本文抜粋:

******

説明

内燃機関の燃料噴射装置

【課題】筒内噴射用インジェクタと吸気通路噴射用インジェクタとを備えた内燃機関において、簡易かつ低コストな制御手段によって、高圧ポンプに装備されたスピル弁の本来の機能を損なうことなく、スピル弁に起因した騒音を低減する。
【解決手段】燃料タンク34の燃料を、低圧ポンプ40で低圧燃料供給管36及び低圧燃料分配管44を介して、インテーク・マニホールド14に装着された吸気通路噴射用インジェクタ26に供給する。低圧燃料供給管36には高圧ポンプ32が設けられ、燃料は高圧ポンプ32で高圧となり、高圧燃料分配管28を介して筒内噴射用インジェクタ24に供給される。吸気通路噴射(MPI)モードのとき、ソレノイド334の励磁を止め、電磁スピル弁330の作動を停止させる。これによって、電磁スピル弁330の弁座への着座による振動及び騒音を低減できる。

【発明の詳細な説明】
【技術分野】
【0001】
本発明は、気筒内に高圧で燃料を噴射する筒内噴射用インジェクタと、吸気通路に燃料を噴射する吸気通路噴射用インジェクタとを備えた内燃機関に関し、特に、筒内噴射用インジェクタに高圧で燃料を供給する高圧ポンプの騒音低減のための制御に関する。
【背景技術】
【0002】
気筒内に直接燃料を噴射する筒内噴射用インジェクタと、吸気通路(吸気ポートを含む。)に燃料を噴射する吸気通路噴射用インジェクタとの両方を備え、内燃機関の負荷や回転数に応じて、両インジェクタからの燃料噴射を選択する内燃機関が知られている。吸気通路噴射用インジェクタに供給される燃料は、燃料タンクに設けられた電動式低圧ポンプで吸気通路噴射用インジェクタに送られ、筒内噴射用インジェクタに供給される燃料は、内燃機関に取り付けられた機械式高圧ポンプで昇圧された後、筒内噴射用インジェクタに送られる。
【0003】
前記機械式高圧ポンプは、カムによりシリンダ内を摺動し、シリンダ内の燃料の圧力(燃圧)を高めるプランジャと、シリンダの燃料流入口を開閉し、筒内噴射用インジェクタの燃料噴射量に見合った吐出量に制御する電磁スピル弁とを備えている。この電磁スピル弁は、弁体を開位置に付勢するバネ力を付加するバネ部材と、励磁されて弁体を閉方向へ動作させるソレノイドとを備えている。

******

ポインティング記録:

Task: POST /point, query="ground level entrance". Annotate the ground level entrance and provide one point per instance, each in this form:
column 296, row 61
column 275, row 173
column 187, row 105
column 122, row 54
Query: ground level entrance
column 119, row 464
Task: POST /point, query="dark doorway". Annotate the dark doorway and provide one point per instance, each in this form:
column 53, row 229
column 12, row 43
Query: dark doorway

******

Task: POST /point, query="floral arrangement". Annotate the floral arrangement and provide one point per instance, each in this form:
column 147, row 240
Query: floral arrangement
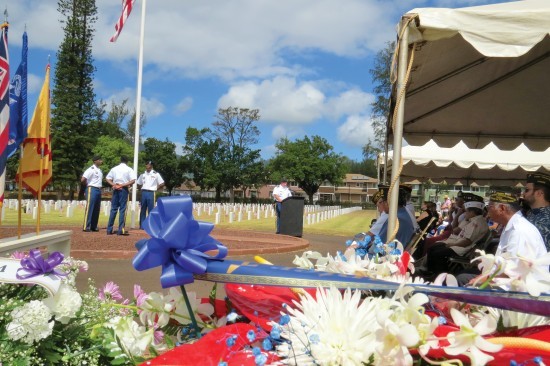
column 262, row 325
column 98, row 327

******

目的: 燃料噴射装置についての本文抜粋のうち、「内燃機関の燃料噴射装置」を含む語句で始まり「射用インジェクタに送られる。」で終わる部分を、「吸気通路噴射用インジェクタ」を「ポート噴射用インジェクタ」に置き換えて書き直してください。 これらの記録は今回の作業には関係しません。

回答:
内燃機関の燃料噴射装置

【課題】筒内噴射用インジェクタとポート噴射用インジェクタとを備えた内燃機関において、簡易かつ低コストな制御手段によって、高圧ポンプに装備されたスピル弁の本来の機能を損なうことなく、スピル弁に起因した騒音を低減する。
【解決手段】燃料タンク34の燃料を、低圧ポンプ40で低圧燃料供給管36及び低圧燃料分配管44を介して、インテーク・マニホールド14に装着されたポート噴射用インジェクタ26に供給する。低圧燃料供給管36には高圧ポンプ32が設けられ、燃料は高圧ポンプ32で高圧となり、高圧燃料分配管28を介して筒内噴射用インジェクタ24に供給される。吸気通路噴射(MPI)モードのとき、ソレノイド334の励磁を止め、電磁スピル弁330の作動を停止させる。これによって、電磁スピル弁330の弁座への着座による振動及び騒音を低減できる。

【発明の詳細な説明】
【技術分野】
【0001】
本発明は、気筒内に高圧で燃料を噴射する筒内噴射用インジェクタと、吸気通路に燃料を噴射するポート噴射用インジェクタとを備えた内燃機関に関し、特に、筒内噴射用インジェクタに高圧で燃料を供給する高圧ポンプの騒音低減のための制御に関する。
【背景技術】
【0002】
気筒内に直接燃料を噴射する筒内噴射用インジェクタと、吸気通路(吸気ポートを含む。)に燃料を噴射するポート噴射用インジェクタとの両方を備え、内燃機関の負荷や回転数に応じて、両インジェクタからの燃料噴射を選択する内燃機関が知られている。ポート噴射用インジェクタに供給される燃料は、燃料タンクに設けられた電動式低圧ポンプでポート噴射用インジェクタに送られ、筒内噴射用インジェクタに供給される燃料は、内燃機関に取り付けられた機械式高圧ポンプで昇圧された後、筒内噴射用インジェクタに送られる。